• _Source data_
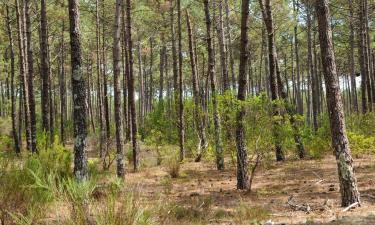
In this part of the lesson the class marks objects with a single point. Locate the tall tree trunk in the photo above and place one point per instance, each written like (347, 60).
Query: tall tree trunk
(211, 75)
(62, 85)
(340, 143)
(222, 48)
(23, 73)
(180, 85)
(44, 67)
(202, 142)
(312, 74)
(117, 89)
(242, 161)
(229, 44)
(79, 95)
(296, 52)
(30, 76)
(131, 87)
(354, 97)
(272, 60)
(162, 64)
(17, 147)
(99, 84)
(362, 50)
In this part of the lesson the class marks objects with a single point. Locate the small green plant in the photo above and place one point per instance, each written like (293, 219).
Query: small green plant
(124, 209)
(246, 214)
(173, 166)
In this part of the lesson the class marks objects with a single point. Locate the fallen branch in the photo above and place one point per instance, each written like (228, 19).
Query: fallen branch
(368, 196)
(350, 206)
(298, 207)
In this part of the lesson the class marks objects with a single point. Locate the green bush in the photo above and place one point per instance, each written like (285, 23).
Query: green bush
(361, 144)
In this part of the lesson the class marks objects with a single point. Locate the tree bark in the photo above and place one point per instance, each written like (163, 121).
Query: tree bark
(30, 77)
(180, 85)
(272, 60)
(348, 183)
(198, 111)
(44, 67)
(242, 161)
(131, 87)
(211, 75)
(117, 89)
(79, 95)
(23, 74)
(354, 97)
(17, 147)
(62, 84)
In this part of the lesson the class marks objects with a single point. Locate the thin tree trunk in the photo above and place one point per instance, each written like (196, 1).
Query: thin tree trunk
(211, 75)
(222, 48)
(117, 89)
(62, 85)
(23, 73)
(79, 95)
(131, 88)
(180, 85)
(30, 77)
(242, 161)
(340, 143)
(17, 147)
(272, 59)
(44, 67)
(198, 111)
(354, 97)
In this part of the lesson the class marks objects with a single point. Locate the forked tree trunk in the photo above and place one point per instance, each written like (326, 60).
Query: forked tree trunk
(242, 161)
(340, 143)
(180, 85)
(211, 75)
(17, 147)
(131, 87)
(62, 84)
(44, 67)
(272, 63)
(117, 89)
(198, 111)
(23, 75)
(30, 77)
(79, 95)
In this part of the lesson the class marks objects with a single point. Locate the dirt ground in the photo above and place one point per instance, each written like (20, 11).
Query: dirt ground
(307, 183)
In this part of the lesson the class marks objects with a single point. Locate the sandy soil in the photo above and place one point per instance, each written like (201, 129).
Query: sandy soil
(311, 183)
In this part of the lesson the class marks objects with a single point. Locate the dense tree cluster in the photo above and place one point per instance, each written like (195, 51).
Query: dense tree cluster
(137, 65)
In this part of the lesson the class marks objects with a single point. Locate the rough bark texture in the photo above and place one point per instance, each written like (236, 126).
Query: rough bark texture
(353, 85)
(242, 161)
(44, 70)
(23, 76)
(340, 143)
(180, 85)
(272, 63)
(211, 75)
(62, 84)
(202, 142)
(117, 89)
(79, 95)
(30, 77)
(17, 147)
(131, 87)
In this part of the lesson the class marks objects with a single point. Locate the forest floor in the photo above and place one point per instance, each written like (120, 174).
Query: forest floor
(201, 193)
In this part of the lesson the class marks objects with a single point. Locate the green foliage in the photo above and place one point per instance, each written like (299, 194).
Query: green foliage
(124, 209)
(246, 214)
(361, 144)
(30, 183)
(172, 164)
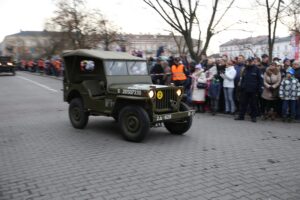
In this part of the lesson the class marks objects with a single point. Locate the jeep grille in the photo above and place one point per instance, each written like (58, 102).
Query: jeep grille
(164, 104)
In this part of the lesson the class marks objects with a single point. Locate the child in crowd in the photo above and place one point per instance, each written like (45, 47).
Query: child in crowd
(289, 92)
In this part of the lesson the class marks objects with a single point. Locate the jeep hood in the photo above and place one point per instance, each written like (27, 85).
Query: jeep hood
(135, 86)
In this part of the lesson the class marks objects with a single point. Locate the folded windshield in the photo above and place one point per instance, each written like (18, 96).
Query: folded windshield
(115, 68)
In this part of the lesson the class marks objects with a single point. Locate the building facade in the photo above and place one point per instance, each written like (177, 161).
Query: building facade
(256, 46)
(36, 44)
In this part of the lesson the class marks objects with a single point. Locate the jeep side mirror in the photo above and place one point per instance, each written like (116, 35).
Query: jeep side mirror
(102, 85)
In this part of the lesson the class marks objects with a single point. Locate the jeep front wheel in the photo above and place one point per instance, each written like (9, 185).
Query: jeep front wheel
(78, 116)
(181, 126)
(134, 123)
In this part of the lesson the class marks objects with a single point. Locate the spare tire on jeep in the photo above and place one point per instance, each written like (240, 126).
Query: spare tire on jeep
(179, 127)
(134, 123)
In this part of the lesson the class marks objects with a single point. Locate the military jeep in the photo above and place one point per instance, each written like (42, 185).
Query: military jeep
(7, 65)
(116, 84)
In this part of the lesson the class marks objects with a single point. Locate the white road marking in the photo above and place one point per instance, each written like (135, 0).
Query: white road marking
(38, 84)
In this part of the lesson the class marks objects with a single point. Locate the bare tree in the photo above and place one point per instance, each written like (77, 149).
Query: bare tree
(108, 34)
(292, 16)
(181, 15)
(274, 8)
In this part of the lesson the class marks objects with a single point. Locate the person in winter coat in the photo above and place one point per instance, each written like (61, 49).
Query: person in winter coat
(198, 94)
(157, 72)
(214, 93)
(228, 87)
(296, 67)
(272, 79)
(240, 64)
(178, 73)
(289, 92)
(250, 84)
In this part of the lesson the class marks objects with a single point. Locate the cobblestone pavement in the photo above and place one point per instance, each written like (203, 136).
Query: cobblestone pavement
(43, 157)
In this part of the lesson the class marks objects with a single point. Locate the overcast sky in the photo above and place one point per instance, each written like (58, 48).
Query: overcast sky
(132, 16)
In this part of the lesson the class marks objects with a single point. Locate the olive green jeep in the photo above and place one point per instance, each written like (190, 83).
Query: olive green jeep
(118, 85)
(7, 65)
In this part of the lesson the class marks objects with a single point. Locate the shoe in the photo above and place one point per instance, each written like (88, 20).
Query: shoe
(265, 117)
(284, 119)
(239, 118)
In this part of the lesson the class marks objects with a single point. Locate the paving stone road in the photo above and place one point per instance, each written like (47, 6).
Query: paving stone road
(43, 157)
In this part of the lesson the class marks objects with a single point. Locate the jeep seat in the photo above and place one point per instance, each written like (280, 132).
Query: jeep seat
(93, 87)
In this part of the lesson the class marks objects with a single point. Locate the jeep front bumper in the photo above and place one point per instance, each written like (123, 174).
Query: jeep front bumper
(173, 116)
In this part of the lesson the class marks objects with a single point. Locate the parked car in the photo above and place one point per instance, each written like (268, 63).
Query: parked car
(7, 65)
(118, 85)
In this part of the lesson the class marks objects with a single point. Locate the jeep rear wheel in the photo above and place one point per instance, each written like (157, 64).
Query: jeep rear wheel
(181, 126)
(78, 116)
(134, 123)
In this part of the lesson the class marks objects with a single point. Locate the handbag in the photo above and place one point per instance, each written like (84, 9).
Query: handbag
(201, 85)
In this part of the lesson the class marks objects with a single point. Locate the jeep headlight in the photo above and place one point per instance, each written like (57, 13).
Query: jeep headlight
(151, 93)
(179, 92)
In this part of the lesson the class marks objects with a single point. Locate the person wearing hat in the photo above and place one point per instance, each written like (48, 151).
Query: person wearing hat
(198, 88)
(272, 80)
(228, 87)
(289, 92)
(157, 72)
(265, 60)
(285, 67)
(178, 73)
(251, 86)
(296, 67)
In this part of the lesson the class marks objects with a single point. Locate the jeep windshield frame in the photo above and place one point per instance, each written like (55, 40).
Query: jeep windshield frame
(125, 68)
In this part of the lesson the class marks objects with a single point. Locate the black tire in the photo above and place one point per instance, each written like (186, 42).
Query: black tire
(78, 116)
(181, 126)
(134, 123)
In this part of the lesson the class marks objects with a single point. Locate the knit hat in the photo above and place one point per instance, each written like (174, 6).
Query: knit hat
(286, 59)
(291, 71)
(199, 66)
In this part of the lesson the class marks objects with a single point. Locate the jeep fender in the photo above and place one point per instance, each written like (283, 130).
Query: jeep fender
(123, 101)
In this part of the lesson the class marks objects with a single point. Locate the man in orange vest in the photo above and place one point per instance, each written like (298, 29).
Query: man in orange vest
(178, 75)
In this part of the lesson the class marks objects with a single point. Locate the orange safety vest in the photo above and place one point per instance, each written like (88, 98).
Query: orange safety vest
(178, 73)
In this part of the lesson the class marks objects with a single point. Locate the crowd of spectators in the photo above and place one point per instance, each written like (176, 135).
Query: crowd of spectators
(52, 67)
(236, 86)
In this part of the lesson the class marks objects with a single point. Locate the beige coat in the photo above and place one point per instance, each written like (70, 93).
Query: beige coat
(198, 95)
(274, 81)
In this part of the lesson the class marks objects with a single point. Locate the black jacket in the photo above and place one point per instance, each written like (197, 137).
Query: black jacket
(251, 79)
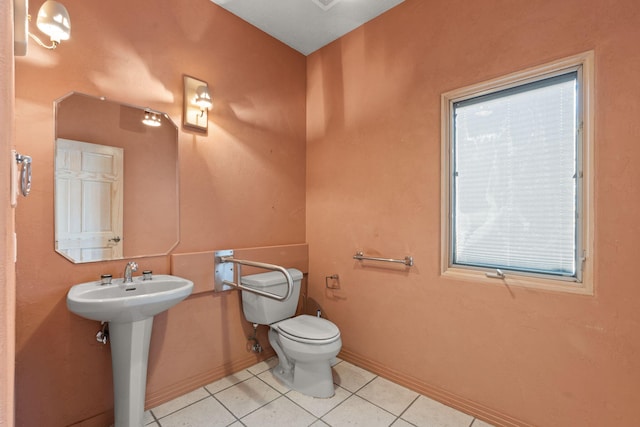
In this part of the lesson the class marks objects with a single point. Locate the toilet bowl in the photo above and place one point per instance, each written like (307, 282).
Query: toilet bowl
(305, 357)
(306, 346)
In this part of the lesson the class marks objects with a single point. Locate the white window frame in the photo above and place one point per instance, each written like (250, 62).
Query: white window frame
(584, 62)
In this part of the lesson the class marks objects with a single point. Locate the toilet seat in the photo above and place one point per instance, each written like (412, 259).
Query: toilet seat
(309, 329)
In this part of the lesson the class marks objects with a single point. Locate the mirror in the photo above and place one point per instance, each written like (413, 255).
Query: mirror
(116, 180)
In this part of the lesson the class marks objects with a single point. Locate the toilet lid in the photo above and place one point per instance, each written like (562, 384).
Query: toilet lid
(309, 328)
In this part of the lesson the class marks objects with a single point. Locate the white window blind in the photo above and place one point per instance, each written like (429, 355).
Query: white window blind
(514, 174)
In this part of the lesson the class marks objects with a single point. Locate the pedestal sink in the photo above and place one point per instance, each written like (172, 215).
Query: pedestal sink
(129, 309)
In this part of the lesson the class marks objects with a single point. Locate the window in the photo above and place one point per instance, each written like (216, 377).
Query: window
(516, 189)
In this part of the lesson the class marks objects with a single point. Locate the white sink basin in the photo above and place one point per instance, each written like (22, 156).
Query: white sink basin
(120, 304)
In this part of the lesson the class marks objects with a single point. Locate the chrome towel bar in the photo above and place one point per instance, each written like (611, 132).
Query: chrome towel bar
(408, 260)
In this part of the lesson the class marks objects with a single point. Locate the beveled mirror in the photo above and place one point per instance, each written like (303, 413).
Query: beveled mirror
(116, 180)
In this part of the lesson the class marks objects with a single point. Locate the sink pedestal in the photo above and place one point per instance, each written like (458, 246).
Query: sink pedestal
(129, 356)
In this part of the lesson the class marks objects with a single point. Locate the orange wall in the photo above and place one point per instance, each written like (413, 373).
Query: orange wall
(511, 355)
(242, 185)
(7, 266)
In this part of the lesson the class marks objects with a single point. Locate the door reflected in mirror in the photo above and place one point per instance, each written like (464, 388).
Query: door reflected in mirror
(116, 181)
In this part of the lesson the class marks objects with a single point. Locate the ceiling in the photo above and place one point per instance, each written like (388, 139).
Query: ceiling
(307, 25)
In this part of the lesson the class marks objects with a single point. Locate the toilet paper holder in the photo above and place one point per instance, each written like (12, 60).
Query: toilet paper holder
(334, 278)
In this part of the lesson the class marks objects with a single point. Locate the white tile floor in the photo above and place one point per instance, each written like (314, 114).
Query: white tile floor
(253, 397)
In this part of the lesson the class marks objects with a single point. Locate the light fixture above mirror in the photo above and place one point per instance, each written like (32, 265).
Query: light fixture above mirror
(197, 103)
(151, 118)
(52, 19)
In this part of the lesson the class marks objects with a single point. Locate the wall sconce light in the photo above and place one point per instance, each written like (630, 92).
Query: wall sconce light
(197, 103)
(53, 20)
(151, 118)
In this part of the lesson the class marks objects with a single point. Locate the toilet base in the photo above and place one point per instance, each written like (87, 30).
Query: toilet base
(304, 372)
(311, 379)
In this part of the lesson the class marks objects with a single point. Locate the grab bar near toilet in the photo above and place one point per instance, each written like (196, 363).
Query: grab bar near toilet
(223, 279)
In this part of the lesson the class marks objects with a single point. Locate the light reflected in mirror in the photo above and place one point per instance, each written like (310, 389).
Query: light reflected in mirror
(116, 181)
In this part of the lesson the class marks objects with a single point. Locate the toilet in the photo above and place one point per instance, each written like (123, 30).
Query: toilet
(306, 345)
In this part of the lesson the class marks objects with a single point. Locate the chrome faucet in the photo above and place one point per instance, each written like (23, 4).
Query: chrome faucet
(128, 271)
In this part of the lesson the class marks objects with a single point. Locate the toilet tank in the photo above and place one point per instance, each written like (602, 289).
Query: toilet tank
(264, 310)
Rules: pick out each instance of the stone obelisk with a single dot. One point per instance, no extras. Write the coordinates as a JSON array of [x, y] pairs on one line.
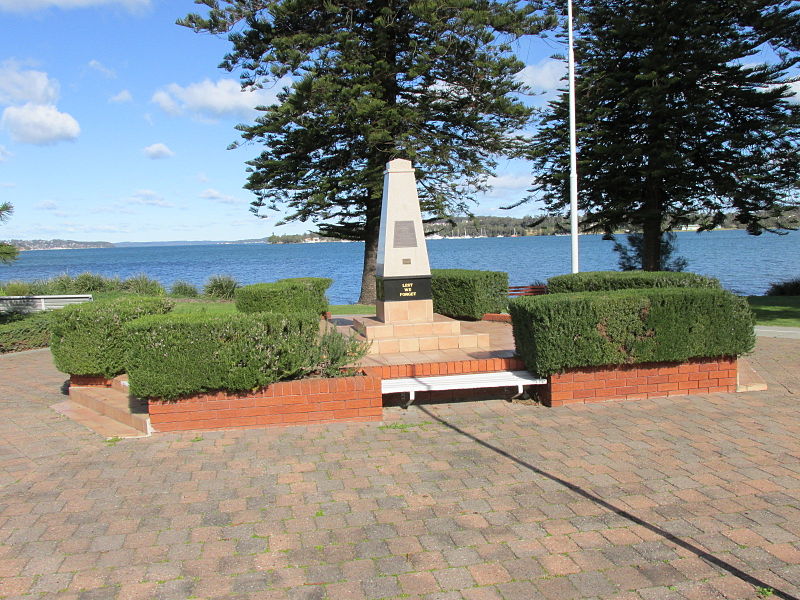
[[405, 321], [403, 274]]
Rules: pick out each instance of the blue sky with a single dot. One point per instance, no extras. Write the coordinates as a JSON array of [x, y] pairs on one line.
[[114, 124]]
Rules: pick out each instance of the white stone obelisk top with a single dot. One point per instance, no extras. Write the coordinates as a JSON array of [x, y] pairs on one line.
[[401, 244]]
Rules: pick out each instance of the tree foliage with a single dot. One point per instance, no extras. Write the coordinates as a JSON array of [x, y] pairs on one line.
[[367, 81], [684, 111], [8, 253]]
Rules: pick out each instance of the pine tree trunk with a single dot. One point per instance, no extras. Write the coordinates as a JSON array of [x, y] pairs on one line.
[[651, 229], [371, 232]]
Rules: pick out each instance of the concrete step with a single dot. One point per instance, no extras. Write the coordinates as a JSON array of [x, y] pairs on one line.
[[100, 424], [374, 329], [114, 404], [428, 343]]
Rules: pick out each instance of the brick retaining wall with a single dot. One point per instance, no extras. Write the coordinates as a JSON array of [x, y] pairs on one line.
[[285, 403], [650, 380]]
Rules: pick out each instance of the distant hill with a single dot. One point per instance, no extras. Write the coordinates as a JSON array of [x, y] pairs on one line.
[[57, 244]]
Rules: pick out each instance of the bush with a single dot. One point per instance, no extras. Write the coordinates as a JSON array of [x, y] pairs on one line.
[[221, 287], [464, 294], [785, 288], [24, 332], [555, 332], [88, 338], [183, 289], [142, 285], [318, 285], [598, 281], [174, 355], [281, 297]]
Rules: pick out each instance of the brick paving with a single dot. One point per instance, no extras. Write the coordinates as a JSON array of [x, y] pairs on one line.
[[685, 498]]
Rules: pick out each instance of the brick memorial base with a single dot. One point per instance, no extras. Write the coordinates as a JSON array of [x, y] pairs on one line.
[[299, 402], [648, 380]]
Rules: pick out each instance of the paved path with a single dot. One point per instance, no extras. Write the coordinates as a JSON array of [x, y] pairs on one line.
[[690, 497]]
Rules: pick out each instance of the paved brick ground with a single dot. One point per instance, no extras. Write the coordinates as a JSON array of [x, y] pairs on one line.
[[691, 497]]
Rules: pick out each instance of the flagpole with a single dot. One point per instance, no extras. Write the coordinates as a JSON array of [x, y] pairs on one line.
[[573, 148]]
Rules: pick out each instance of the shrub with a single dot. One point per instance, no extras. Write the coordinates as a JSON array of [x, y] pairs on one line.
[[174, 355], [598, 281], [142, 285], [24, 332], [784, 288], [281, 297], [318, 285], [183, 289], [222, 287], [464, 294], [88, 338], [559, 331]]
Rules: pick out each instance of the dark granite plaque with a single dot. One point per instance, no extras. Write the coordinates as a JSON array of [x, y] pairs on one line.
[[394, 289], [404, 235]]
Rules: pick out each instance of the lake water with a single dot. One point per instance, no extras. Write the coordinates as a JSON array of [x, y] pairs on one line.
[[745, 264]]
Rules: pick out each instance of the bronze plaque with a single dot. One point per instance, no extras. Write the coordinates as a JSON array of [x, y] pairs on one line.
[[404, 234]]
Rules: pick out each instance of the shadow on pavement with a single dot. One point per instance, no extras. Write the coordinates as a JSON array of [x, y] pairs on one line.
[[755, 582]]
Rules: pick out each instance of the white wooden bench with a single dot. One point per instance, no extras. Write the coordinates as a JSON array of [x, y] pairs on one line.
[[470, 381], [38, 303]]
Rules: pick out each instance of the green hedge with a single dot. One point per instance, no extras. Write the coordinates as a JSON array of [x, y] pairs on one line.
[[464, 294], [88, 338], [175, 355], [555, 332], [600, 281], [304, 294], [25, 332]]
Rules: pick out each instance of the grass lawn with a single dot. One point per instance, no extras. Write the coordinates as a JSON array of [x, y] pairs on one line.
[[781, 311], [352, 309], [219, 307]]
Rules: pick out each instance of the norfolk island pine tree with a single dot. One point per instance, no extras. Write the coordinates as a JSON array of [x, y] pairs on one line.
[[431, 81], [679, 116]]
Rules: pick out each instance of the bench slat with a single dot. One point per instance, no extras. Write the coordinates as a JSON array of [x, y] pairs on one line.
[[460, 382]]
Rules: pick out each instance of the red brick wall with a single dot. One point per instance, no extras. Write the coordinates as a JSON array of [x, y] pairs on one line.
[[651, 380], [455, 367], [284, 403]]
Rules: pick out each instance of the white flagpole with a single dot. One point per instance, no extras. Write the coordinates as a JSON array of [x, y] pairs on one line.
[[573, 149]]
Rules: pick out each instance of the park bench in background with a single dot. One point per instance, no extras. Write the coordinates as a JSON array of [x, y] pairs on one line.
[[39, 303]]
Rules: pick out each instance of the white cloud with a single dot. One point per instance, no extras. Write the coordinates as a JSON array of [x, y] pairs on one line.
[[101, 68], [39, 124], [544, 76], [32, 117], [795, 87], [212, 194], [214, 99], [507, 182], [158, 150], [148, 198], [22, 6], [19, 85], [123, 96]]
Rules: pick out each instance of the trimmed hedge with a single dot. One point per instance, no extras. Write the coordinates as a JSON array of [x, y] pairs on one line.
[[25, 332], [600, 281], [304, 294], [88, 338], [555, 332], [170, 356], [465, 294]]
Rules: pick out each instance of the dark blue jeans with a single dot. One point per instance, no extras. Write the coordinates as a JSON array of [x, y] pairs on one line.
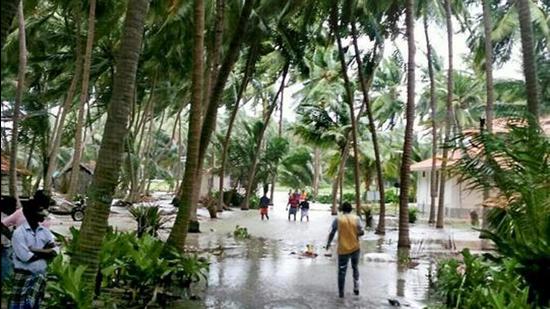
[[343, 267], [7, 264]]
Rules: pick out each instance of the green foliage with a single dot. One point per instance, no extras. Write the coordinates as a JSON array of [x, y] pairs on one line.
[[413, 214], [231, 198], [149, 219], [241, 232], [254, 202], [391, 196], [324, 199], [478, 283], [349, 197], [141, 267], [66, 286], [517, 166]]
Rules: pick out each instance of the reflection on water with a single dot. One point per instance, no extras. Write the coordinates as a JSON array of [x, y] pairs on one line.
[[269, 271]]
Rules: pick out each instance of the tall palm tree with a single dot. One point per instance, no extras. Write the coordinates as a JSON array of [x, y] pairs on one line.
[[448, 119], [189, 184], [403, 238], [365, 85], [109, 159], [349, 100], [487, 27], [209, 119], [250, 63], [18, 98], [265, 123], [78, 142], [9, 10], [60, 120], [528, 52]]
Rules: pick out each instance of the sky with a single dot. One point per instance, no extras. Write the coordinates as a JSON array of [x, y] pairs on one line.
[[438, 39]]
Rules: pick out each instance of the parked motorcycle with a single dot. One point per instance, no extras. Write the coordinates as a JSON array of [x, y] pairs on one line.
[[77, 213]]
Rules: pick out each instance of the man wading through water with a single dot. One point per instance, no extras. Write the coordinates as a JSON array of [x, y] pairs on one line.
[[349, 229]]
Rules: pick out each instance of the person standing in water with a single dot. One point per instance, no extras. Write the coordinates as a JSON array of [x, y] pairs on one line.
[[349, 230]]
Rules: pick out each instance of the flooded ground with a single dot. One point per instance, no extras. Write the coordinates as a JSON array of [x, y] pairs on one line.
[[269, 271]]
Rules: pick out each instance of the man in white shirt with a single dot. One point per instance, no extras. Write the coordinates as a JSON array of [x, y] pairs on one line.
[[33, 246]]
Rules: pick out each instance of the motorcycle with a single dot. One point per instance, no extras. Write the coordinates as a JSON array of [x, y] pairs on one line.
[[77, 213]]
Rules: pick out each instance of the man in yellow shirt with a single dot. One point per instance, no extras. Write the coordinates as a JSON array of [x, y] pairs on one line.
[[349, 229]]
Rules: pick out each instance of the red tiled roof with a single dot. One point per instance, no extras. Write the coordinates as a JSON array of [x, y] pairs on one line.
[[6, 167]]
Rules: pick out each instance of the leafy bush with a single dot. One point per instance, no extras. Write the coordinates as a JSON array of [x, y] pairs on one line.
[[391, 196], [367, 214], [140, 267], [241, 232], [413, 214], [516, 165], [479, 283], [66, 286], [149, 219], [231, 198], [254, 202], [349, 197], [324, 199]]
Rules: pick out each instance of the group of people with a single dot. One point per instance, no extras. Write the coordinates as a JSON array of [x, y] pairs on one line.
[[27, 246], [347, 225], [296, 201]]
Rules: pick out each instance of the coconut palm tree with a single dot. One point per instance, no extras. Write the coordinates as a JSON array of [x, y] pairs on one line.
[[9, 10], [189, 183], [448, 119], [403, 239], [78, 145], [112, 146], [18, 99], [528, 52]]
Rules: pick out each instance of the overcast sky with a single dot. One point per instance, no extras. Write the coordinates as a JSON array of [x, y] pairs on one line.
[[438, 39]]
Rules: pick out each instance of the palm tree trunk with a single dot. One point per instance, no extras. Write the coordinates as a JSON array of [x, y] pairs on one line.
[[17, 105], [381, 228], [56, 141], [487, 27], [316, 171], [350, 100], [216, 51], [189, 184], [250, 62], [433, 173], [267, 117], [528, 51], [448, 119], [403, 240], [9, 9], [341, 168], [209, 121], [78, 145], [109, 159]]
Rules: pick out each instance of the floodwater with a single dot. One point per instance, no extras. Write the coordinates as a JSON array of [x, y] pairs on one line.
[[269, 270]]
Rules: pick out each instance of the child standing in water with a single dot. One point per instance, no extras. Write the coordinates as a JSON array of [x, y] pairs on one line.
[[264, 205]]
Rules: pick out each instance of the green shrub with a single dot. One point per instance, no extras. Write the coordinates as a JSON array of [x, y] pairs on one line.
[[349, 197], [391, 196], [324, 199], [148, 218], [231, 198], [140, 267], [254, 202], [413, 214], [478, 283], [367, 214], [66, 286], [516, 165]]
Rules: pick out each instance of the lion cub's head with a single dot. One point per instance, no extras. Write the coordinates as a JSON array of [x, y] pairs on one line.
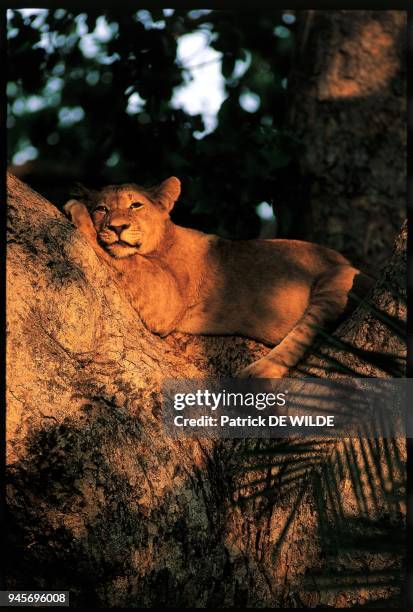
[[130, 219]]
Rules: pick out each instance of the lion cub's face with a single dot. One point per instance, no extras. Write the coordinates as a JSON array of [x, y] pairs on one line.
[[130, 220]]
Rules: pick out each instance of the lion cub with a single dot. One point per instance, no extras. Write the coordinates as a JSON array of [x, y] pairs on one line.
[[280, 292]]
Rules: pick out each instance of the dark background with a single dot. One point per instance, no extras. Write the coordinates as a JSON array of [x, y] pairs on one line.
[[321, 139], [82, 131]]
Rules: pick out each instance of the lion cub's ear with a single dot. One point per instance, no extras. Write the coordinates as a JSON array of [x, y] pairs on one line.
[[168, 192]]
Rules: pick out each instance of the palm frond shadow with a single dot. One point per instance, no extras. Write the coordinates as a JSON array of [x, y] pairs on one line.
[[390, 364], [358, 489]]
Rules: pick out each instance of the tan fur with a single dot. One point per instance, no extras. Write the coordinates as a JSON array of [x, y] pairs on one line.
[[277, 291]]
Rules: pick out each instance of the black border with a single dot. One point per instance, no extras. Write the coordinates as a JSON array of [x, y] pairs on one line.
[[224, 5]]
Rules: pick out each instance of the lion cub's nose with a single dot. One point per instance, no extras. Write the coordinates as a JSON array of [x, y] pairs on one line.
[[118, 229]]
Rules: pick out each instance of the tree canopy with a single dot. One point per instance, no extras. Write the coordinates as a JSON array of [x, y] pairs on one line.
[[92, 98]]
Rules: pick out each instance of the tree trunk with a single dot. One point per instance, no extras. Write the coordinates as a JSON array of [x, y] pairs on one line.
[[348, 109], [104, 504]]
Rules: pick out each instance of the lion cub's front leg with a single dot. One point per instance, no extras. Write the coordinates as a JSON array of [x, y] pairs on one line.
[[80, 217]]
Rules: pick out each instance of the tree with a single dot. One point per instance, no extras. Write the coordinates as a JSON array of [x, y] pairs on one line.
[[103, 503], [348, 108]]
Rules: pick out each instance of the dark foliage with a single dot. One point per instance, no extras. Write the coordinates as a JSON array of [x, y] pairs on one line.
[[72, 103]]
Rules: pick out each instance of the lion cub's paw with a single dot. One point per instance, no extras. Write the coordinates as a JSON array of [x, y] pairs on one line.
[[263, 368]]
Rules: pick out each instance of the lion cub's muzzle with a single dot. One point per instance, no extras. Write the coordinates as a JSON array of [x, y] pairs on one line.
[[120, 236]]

• _Work item_
Retype exactly. Include each line from the start of the material through the line holding "like (196, 1).", and leave the pictures out.

• _Response area_
In this part of the lesson the class marks objects with a single point. Locate the tall tree trunk in the photo above and place one point per instance, each written like (347, 60).
Query: tall tree trunk
(211, 75)
(62, 85)
(340, 143)
(222, 48)
(23, 73)
(180, 85)
(44, 67)
(202, 142)
(312, 74)
(117, 89)
(242, 161)
(229, 44)
(79, 95)
(296, 52)
(30, 76)
(131, 87)
(354, 97)
(272, 60)
(162, 64)
(17, 147)
(99, 84)
(362, 50)
In this part of the lesson the class marks objects with a single point. Locate the small green plant in the photo above and place one point per instance, each written like (293, 219).
Query: small green plant
(124, 209)
(246, 214)
(173, 166)
In this part of the lesson the class marks objects with a single point. Locate the fallen branch in the photo above and place one point per instance, each written like (228, 19).
Query: fallen branch
(368, 196)
(350, 206)
(298, 207)
In this part of the lesson the class marks objects with a single point. Locate the green bush in the photo above and place one point per instance, each written like (285, 23).
Query: green bush
(361, 144)
In this part of the lesson the class marks objects with a single point. Locate the tree bark in the photo above and place one point per instance, each written like (163, 121).
Query: tree bark
(30, 77)
(180, 85)
(272, 60)
(348, 183)
(198, 111)
(44, 67)
(242, 161)
(131, 87)
(211, 75)
(117, 89)
(79, 95)
(23, 74)
(354, 97)
(17, 147)
(62, 84)
In this part of the lesson the class marks objects with a single point. Locate the thin tree trunk in the photo above and place one point per instance, each written like (196, 1).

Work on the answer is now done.